■ EXERCISE ■
Pull out every line in the records that contains the string "building". Case counts.

■ MATERIAL PROVIDED ■
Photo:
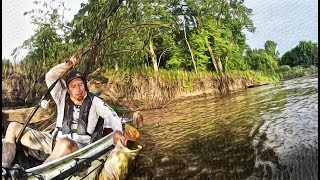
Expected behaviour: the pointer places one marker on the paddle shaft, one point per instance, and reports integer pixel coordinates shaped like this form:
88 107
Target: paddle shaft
47 92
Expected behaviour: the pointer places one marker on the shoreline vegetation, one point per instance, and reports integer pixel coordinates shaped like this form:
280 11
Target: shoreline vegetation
145 55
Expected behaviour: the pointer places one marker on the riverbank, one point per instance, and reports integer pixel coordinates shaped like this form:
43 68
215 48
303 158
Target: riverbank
132 93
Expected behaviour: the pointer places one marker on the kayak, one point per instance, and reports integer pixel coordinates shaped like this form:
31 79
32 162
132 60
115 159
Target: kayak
86 163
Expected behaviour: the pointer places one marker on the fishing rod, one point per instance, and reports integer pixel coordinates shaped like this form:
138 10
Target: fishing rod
47 92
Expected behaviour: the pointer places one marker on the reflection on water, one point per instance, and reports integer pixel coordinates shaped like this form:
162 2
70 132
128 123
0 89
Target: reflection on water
269 132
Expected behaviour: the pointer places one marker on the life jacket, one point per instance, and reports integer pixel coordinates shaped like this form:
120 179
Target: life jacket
82 122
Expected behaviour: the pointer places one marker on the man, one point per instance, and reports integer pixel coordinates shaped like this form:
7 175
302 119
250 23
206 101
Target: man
78 111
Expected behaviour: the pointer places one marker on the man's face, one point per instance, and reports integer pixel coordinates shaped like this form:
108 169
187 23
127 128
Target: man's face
76 89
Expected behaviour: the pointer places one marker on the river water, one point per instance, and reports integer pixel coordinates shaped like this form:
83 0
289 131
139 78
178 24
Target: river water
267 132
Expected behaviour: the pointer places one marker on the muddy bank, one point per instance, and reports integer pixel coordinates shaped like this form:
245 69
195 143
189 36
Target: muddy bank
137 93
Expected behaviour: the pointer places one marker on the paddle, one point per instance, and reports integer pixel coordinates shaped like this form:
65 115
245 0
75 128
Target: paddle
47 92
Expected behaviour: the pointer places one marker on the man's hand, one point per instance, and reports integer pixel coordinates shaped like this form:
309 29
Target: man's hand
74 60
119 136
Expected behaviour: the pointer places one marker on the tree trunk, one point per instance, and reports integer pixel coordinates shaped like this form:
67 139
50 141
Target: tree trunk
189 47
153 56
215 64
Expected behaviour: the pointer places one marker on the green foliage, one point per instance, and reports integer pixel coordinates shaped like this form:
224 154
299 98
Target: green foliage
305 54
259 59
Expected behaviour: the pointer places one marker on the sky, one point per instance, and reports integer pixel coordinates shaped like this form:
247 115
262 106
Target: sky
16 28
284 21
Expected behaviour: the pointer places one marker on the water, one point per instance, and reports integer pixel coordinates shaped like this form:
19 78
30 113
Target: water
268 132
286 22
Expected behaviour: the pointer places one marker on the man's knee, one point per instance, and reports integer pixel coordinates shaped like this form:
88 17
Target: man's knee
66 145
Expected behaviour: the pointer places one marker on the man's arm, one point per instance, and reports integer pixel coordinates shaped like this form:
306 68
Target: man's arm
111 117
54 73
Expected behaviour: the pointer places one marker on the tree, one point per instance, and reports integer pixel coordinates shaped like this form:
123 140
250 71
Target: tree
305 54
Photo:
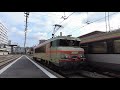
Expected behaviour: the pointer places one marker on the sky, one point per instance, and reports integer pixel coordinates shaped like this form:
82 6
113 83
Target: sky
41 24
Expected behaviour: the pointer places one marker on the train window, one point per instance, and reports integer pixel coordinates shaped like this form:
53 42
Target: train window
55 43
116 46
99 47
41 49
69 43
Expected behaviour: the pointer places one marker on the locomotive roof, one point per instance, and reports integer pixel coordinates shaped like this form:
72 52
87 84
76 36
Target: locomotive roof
58 37
101 36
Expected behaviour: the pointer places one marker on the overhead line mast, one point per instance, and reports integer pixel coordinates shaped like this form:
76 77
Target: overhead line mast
26 15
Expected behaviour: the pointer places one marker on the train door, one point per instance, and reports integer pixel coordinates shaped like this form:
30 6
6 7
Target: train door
48 55
53 51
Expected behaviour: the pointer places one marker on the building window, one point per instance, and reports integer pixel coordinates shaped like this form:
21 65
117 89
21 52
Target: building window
99 47
41 49
116 46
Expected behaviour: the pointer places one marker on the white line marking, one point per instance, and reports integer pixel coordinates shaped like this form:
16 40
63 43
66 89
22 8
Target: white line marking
6 67
44 70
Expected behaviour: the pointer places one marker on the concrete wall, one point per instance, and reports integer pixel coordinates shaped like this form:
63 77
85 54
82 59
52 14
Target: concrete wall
3 53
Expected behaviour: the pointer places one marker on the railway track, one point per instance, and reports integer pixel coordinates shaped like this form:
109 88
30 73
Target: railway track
6 59
79 73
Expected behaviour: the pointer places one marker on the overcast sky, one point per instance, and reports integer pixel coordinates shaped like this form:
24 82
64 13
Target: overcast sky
40 24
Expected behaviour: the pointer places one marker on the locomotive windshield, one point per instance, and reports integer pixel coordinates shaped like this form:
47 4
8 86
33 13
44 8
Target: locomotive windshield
63 42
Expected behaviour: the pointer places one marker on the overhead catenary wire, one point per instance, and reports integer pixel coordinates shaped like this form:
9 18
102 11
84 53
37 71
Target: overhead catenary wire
62 22
93 22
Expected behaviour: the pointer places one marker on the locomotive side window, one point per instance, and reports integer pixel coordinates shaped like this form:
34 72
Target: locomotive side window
55 43
41 49
116 46
99 47
69 43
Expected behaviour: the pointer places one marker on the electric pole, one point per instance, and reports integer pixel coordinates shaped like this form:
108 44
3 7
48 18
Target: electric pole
26 15
55 30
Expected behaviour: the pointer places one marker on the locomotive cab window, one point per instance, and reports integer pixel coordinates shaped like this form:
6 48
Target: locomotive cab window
64 42
54 43
116 46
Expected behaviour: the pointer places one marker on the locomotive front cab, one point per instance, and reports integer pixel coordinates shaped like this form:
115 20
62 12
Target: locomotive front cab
70 52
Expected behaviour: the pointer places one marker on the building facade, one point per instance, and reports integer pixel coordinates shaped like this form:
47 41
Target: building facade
3 35
3 40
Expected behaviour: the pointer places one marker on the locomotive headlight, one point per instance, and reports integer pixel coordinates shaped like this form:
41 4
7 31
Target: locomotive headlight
64 56
82 56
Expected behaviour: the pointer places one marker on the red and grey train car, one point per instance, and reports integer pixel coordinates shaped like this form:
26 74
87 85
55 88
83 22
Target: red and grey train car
102 49
62 51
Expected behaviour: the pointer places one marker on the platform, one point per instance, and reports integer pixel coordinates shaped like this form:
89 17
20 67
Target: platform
24 67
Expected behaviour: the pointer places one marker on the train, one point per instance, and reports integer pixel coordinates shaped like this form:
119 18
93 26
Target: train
62 51
102 49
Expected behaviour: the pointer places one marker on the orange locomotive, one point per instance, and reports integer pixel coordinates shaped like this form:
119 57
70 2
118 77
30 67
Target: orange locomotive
62 51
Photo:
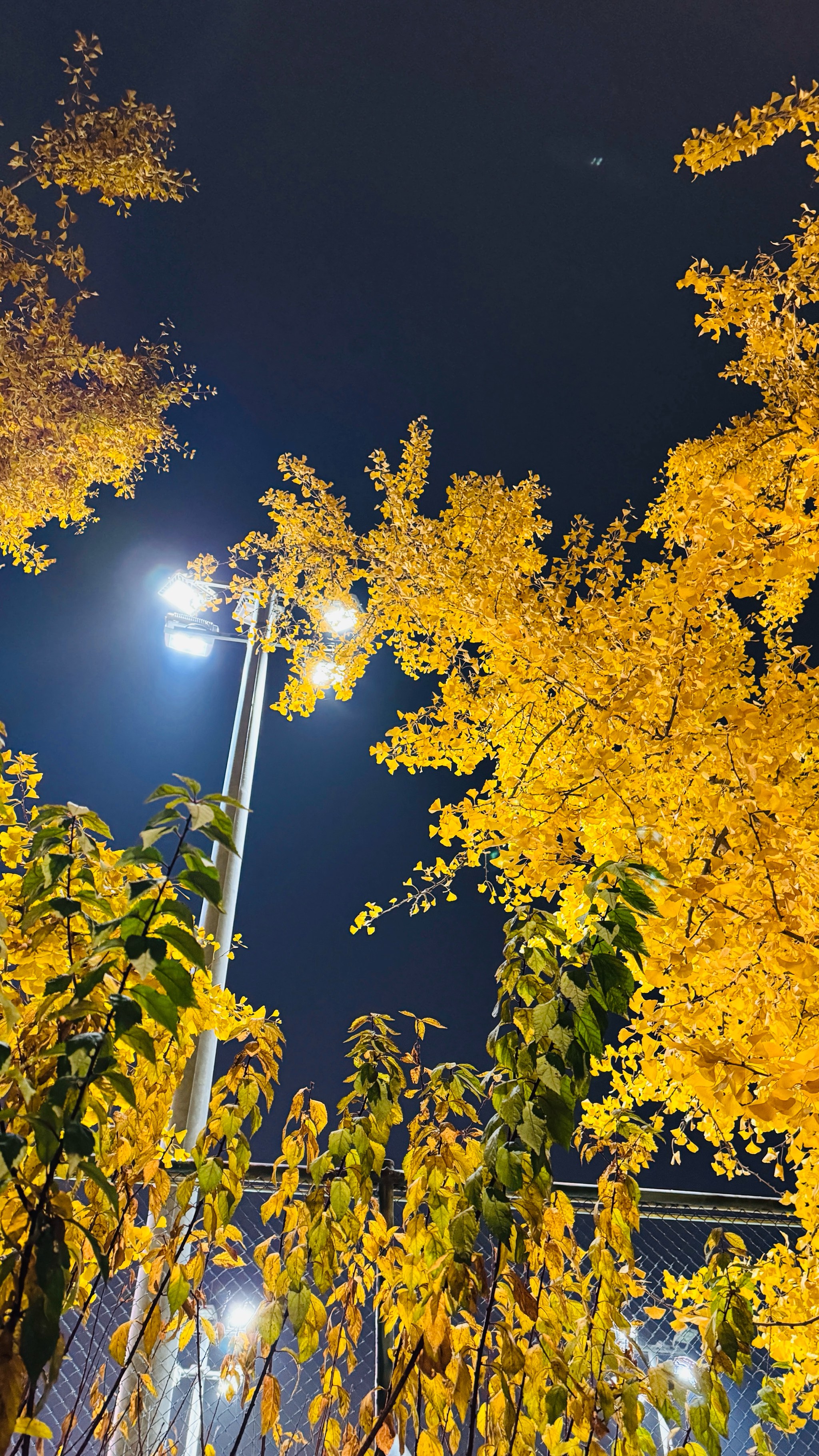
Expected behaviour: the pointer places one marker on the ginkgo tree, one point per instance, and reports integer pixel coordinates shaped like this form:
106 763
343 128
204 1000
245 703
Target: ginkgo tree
73 416
625 723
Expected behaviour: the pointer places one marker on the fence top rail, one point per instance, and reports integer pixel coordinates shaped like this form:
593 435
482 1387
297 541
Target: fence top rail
655 1203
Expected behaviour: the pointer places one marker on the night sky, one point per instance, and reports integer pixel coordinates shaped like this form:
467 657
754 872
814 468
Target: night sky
398 214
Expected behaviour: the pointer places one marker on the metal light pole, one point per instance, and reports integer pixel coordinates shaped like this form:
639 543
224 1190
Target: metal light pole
187 632
194 1092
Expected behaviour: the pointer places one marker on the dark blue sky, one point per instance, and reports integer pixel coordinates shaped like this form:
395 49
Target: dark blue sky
398 214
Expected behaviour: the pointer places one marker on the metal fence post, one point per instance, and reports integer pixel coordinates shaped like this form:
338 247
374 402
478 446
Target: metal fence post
383 1362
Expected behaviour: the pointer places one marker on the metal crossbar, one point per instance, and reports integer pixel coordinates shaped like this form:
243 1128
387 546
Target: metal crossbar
233 1295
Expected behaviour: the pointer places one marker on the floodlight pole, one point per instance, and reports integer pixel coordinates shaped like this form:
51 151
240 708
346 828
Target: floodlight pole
192 1097
194 1092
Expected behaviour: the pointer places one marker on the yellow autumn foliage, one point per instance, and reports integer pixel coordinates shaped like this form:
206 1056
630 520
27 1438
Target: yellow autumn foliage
75 417
649 712
104 992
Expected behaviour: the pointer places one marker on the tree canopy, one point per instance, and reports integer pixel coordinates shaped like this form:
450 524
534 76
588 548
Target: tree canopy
73 416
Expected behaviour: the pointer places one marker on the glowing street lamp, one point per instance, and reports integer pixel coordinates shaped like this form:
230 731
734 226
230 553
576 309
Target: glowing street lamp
191 635
187 593
325 673
185 632
340 618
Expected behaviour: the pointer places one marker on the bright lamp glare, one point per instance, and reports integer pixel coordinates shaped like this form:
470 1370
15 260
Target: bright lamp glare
190 643
187 594
325 673
230 1382
239 1315
686 1374
340 619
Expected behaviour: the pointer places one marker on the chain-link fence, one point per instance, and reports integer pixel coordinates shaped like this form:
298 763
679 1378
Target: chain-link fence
204 1408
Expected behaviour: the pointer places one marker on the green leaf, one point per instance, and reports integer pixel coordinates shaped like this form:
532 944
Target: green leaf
178 1289
270 1321
181 910
91 982
78 1140
297 1306
184 941
40 1333
46 1139
98 1177
94 822
139 855
531 1129
59 983
204 884
160 1008
144 953
616 982
559 1119
727 1337
635 896
508 1167
463 1232
219 829
341 1197
555 1403
12 1149
126 1015
340 1144
498 1216
64 908
176 982
587 1031
210 1176
139 1039
123 1085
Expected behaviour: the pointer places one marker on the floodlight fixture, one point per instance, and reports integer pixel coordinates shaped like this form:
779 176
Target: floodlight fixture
686 1374
325 673
238 1315
187 593
190 635
340 618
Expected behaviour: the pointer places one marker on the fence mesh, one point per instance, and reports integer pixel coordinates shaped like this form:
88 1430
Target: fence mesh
673 1235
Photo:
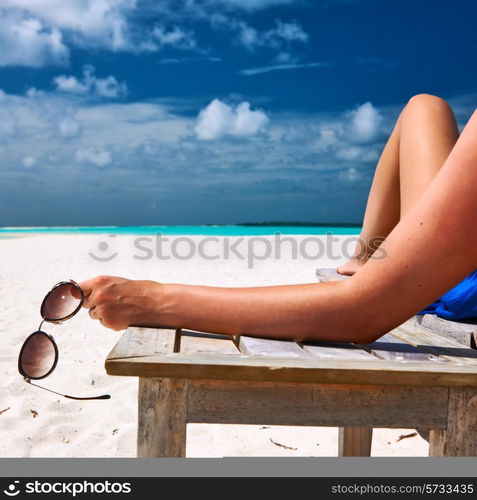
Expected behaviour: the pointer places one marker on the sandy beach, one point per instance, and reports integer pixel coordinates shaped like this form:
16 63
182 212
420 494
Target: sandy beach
35 423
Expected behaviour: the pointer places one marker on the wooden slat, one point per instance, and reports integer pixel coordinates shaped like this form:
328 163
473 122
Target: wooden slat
270 348
459 438
198 342
232 367
422 338
333 351
315 405
137 341
355 441
162 418
463 333
390 347
330 274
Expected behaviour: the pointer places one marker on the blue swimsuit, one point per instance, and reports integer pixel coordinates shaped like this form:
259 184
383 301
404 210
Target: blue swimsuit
458 303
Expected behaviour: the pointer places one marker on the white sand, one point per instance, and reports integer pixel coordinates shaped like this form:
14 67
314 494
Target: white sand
64 428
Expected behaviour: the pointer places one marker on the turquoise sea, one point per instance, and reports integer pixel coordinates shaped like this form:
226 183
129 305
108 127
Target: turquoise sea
214 230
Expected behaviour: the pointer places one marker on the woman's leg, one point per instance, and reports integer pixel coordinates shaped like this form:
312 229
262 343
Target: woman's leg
421 141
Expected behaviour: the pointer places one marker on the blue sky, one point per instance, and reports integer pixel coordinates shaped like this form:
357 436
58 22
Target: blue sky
134 112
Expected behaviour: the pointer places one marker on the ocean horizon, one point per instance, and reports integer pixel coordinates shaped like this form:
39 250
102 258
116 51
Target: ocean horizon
246 229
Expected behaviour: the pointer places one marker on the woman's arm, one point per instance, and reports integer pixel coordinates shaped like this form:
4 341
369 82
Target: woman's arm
429 251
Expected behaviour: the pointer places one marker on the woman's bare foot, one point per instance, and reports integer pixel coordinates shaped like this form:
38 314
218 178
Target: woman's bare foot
351 267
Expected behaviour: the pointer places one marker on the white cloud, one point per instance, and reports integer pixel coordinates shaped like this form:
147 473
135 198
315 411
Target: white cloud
29 161
280 67
219 119
97 156
176 37
350 175
26 41
107 87
289 31
256 4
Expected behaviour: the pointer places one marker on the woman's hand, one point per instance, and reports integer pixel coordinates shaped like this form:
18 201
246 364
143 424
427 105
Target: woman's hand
118 302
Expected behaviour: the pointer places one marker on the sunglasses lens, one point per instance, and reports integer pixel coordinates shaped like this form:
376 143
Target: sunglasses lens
38 356
61 302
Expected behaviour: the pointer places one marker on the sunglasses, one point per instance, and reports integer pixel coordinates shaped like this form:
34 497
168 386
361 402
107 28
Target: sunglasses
39 354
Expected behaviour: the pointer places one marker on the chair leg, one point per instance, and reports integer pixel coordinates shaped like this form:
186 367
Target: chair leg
355 441
162 418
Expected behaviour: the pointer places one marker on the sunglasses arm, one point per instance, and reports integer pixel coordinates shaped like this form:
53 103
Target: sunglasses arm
104 396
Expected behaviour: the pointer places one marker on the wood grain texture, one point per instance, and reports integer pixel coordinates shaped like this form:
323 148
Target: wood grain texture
315 405
463 333
334 351
253 346
233 367
329 274
355 441
459 439
137 341
162 418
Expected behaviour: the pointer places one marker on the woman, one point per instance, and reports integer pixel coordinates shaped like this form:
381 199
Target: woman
423 200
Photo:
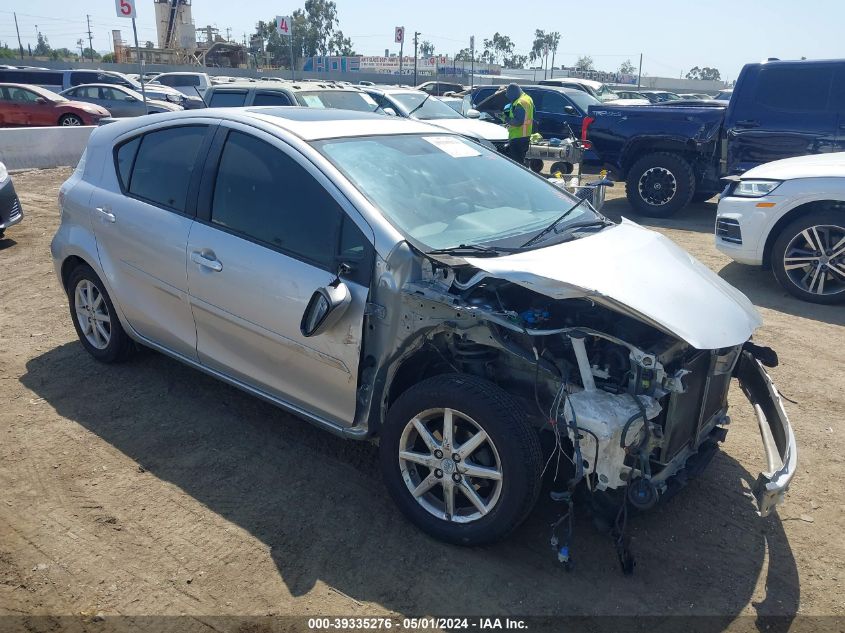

■ FULL ANSWER ■
Expected behaviour: the pointer places one marker on the building window, one point per instance, and reports integer pixel coordinates shaped like this form:
Target: building window
Expected behaviour: the pointer places one marker on the building facade, one point per instance, and reports integer pixel coordinates shaped like this form:
Target: building facade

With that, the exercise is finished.